◆ **What is required**: Rewrite the lines below as a Markdown table with the columns "Row" and "Line," numbering each row and skipping any blank lines. Leave the pictures out.
===== Listed entries =====
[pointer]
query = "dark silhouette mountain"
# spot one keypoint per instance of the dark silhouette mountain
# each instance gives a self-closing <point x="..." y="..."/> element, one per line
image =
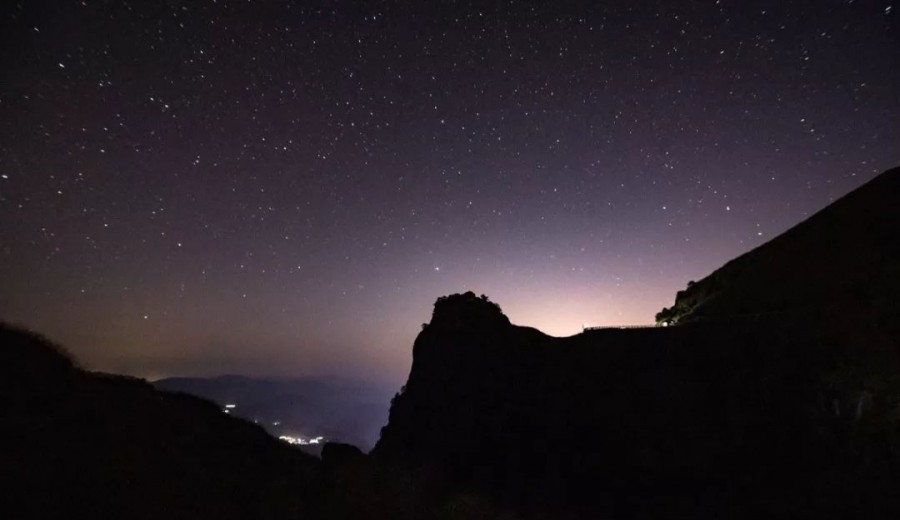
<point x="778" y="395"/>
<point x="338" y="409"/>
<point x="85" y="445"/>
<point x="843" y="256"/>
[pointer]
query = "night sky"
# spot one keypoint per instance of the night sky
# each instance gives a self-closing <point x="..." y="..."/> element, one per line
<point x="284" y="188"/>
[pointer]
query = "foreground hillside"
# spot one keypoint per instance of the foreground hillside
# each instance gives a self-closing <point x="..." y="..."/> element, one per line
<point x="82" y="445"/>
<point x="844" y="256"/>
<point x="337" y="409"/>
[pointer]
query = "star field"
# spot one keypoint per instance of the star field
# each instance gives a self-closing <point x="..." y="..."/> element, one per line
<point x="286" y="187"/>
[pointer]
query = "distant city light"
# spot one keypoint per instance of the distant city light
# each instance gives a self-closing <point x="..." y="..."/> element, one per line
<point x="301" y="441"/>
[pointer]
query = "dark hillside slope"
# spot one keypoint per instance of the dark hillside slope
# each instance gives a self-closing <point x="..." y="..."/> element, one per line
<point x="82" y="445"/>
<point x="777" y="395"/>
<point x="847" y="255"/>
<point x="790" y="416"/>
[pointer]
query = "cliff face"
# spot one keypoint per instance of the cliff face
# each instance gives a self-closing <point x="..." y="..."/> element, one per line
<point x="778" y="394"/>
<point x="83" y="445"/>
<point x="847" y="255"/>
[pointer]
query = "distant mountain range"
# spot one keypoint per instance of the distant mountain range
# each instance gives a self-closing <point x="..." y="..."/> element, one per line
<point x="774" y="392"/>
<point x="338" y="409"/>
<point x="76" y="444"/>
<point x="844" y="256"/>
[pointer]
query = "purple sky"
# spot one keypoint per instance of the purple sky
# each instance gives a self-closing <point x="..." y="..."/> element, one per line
=====
◆ **Written response**:
| Row | Line |
|---|---|
| 1 | [pointer] |
| 2 | query = "dark silhouette mountain" |
| 3 | # spot one keypoint per instance of the dark silhouette mountain |
| 4 | # each instance gives a self-closing <point x="..." y="..."/> element, one per line |
| 5 | image = |
| 6 | <point x="778" y="395"/> |
| 7 | <point x="338" y="409"/> |
| 8 | <point x="85" y="445"/> |
| 9 | <point x="843" y="256"/> |
| 10 | [pointer] |
| 11 | query = "night sky" |
| 12 | # spot one keypoint per instance of the night sky |
| 13 | # each instance gives a self-closing <point x="..." y="..."/> element, one per line |
| 14 | <point x="284" y="188"/> |
| 15 | [pointer] |
| 16 | query = "foreground hillside" |
| 17 | # spot one keypoint per instance of the foreground hillside |
| 18 | # each instance gives a self-closing <point x="..." y="..."/> element, one per line |
| 19 | <point x="82" y="445"/> |
| 20 | <point x="844" y="256"/> |
| 21 | <point x="337" y="409"/> |
| 22 | [pointer] |
| 23 | query = "star field" |
| 24 | # spot one keypoint per instance of the star field |
| 25 | # each instance gives a self-closing <point x="..." y="..."/> element, one per line |
| 26 | <point x="286" y="187"/> |
| 27 | [pointer] |
| 28 | query = "distant city light" |
| 29 | # spot one keypoint per instance of the distant city light |
| 30 | # each instance gives a self-closing <point x="..." y="..."/> element, one per line |
| 31 | <point x="301" y="441"/> |
| 32 | [pointer] |
| 33 | query = "dark hillside slope" |
| 34 | # spot one keypoint per instance of the dark hillside slope |
| 35 | # each instance gives a self-closing <point x="..." y="..."/> element, one per line |
| 36 | <point x="82" y="445"/> |
| 37 | <point x="777" y="395"/> |
| 38 | <point x="847" y="255"/> |
| 39 | <point x="790" y="416"/> |
| 40 | [pointer] |
| 41 | query = "cliff face" |
| 42 | # spot one keypoint per instance of the cliff face |
| 43 | # each instance gives a self-closing <point x="..." y="..."/> element, one per line |
| 44 | <point x="778" y="394"/> |
| 45 | <point x="83" y="445"/> |
| 46 | <point x="847" y="255"/> |
| 47 | [pointer] |
| 48 | query = "distant mountain range" |
| 49 | # spot one keypoint per instance of the distant mountain range |
| 50 | # each instance gives a self-closing <point x="..." y="..."/> element, one per line |
| 51 | <point x="774" y="392"/> |
| 52 | <point x="338" y="409"/> |
| 53 | <point x="76" y="444"/> |
| 54 | <point x="844" y="256"/> |
| 55 | [pointer] |
| 56 | query = "purple sky" |
| 57 | # spot one keypoint per instance of the purple sky |
| 58 | # each instance gives a self-closing <point x="..." y="..."/> element, one per line |